== Short exercise A ==
Collect every line of the records that contains the string "tent".

— Begin Text block —

Several recent studies in financial econometrics have utilized point processes and conditional intensity modeling (Ait-Sahalia and Jacod 2014; Ait-Sahalia et al. 2015; Embrechts et al. 2011; Grothe et al. 2014; and others). In a survey of these and other works, Bacry et al. (2015) noted that the focus therein is mostly on studies of financial micro-market structures. The approach developed in this paper is related to these works, but the main purpose is quite different because we develop a new point process approach to assess the relationships among different (international financial) markets. In this respect, there have also been studies on international linkage in financial markets (e.g., Hamao et al. 1990), but our proposed methodology is notably different because those studies utilized standard discrete time series modeling. In terms of empirical examples, we will investigate the interactions among Tokyo–New York, Tokyo–London, and Tokyo–Hong Kong financial markets and apply the GNC tests developed herein to those contexts. This yields several important findings among major financial markets.

— End Text block —
— Begin Exercise material —

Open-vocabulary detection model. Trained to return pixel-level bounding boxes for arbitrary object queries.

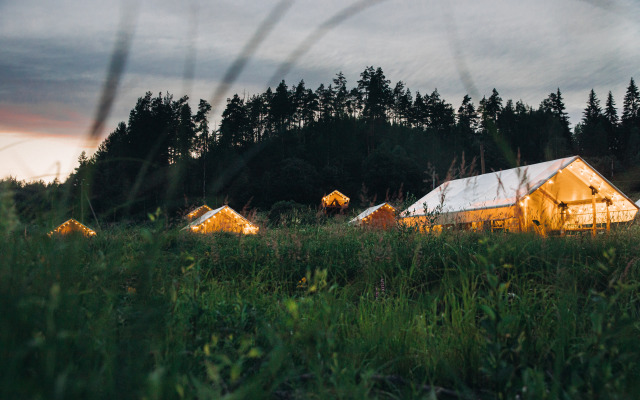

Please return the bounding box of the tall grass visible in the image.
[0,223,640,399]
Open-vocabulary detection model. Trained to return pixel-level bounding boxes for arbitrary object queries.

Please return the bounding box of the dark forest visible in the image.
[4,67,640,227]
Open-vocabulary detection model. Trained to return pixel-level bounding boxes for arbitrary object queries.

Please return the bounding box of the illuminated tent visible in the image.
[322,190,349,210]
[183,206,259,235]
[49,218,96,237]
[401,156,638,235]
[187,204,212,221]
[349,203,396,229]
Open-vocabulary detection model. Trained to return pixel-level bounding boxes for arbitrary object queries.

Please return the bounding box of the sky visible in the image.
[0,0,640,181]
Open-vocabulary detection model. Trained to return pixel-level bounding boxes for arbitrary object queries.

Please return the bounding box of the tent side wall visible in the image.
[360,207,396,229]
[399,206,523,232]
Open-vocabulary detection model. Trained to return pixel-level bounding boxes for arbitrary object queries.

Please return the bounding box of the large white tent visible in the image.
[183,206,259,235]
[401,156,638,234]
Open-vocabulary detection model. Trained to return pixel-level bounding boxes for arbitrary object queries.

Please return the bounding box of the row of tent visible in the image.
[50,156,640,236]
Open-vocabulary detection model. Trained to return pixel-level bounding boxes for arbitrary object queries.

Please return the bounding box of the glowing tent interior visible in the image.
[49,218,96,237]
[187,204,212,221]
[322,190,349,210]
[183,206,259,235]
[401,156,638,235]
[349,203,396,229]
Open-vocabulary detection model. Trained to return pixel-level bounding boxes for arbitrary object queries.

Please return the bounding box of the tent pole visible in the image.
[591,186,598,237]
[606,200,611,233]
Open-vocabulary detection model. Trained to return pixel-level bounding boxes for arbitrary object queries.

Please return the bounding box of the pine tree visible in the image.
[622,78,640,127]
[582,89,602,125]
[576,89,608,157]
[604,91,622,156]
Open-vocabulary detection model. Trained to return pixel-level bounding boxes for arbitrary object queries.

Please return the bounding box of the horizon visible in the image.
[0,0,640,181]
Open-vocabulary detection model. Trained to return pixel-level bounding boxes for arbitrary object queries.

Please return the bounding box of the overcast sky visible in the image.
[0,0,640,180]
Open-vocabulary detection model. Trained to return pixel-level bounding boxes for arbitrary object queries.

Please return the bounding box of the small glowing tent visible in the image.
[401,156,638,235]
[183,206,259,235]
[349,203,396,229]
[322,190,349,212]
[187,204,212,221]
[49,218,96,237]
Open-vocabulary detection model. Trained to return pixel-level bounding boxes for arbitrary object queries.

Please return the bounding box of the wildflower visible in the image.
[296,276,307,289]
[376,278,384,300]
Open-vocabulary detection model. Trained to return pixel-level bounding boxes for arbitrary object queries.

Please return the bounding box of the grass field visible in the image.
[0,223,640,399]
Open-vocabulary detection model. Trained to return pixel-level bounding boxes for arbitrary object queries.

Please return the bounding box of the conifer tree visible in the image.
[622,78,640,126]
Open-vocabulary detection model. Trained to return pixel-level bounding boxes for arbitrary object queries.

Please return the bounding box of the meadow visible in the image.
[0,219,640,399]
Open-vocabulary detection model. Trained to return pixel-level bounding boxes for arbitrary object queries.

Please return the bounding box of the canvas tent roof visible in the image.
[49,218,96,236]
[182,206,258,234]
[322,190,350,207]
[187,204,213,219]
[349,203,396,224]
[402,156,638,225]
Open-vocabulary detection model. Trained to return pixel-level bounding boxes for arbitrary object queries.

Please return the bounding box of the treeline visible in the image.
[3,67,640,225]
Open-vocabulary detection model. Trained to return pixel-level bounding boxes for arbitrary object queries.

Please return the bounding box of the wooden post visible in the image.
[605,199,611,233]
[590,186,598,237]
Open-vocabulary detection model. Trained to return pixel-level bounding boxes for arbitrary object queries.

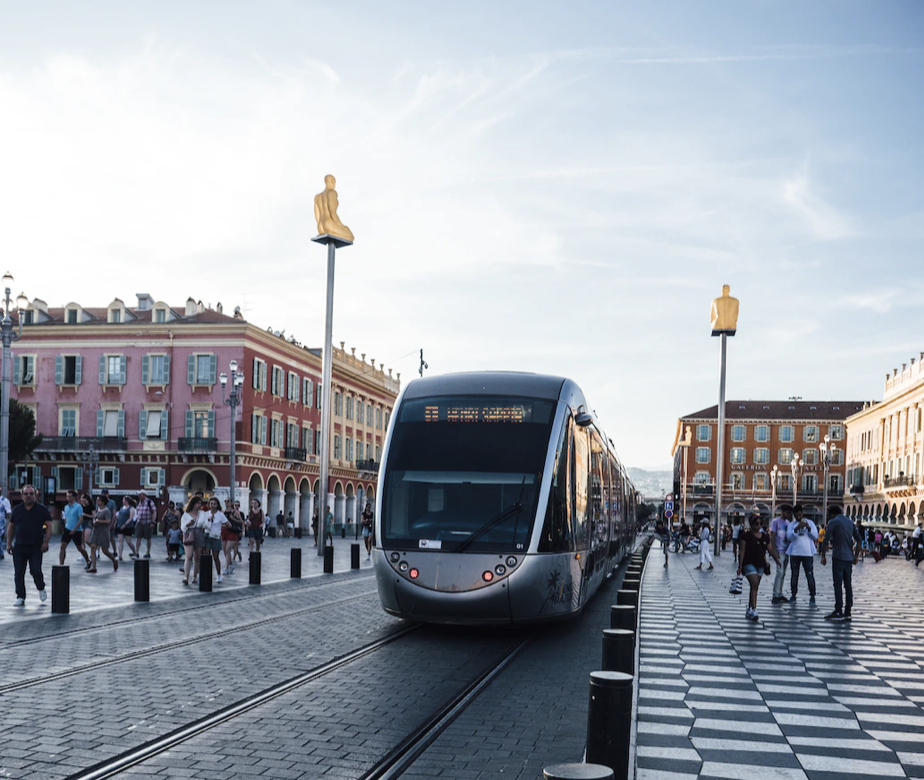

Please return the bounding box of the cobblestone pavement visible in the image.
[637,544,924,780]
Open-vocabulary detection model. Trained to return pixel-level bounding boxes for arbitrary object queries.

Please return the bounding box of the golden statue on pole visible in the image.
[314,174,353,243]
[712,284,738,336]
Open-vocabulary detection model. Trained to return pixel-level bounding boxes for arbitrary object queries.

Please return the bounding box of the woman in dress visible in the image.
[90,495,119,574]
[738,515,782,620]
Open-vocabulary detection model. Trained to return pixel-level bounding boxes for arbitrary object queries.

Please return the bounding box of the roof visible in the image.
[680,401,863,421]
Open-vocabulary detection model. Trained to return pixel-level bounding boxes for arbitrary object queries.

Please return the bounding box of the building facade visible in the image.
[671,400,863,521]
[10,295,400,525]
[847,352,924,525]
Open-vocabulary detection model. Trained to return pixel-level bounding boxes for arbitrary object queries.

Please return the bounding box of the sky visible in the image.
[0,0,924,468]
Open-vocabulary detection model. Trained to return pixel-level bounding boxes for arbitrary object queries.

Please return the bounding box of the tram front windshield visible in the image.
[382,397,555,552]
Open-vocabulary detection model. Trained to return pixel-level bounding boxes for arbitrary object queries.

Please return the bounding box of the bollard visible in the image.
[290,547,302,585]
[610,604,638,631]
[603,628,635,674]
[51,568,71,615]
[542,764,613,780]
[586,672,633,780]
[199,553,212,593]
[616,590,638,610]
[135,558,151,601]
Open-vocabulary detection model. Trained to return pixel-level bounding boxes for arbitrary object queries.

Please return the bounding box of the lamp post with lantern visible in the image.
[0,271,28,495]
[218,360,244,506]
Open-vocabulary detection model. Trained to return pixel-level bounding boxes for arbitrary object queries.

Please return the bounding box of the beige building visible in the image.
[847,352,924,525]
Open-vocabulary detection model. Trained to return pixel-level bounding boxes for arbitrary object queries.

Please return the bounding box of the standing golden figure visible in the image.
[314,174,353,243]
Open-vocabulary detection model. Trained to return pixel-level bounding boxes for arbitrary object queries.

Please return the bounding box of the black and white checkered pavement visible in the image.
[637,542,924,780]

— End Exercise material —
— Begin Exercise material —

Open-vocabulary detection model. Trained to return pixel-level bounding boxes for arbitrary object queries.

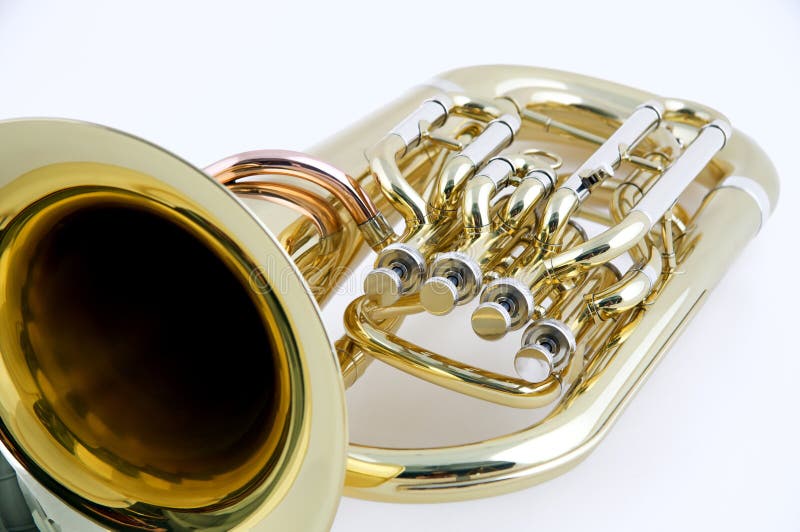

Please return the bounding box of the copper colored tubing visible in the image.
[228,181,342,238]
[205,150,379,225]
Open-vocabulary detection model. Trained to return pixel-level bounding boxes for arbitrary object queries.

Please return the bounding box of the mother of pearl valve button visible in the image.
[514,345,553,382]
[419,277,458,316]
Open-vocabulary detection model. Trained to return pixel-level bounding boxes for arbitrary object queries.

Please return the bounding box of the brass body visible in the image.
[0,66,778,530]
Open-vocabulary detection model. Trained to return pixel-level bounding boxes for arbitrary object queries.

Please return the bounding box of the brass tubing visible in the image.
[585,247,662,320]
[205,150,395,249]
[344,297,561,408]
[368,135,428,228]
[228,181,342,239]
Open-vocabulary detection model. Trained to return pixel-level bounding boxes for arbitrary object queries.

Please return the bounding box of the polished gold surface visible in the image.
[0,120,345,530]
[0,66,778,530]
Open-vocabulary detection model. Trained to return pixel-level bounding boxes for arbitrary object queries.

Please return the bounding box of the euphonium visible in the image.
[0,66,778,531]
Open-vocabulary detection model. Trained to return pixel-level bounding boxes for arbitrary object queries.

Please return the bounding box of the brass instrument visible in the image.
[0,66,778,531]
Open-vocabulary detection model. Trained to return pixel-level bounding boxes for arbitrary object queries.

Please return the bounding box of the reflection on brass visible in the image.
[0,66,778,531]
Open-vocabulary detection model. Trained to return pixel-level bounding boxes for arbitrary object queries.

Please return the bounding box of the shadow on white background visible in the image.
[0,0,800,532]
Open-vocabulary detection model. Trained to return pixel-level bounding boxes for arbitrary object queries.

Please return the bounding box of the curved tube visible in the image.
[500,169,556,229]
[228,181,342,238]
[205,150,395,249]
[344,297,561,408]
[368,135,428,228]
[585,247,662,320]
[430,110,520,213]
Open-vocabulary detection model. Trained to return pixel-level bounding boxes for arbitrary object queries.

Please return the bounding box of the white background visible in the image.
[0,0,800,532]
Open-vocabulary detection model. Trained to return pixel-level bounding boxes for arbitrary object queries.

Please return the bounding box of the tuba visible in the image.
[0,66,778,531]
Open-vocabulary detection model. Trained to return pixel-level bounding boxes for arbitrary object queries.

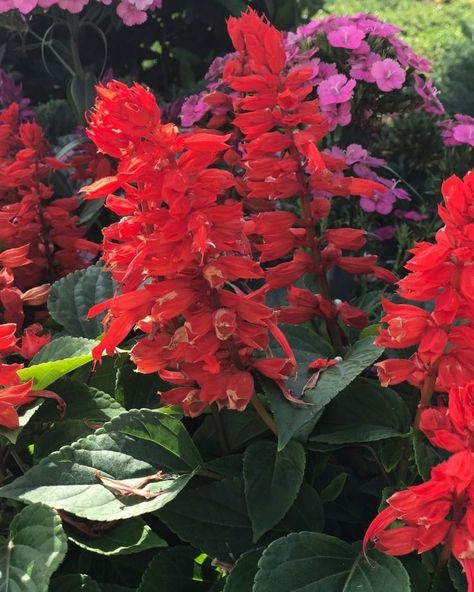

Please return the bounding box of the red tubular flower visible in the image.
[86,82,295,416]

— End Exercise material —

== Short exercise B ==
Decide whether each statement below agrees with the passage on point processes in financial econometrics. Answer yes or no for each, and quote the words of the passage that decide it.
(i) Bacry et al. (2015) found that the surveyed works focus mostly on financial micro-market structures.
(ii) The studies on international linkage in financial markets relied on point process modeling.
(iii) The empirical examples include the pairing of Tokyo and Paris financial markets.

== Result A ==
Please return the bounding box of the illuminated tent visible in the image.
Please return the bounding box of the tent side wall visible in the image.
Please return the bounding box of the large white tent visible in the image.
Please return the bounding box of the row of tent visible in the image.
Please return the bounding box of the glowing tent interior visible in the image.
Please return the bounding box of the tent pole visible in the image.
Please return the bounding box of the small glowing tent visible in the image.
Please return the bounding box of the canvas tent roof visible in the image.

== Result B ==
(i) Yes: "the focus therein is mostly on studies of financial micro-market structures."
(ii) No: "those studies utilized standard discrete time series modeling."
(iii) No: "the interactions among Tokyo–New York, Tokyo–London, and Tokyo–Hong Kong financial markets."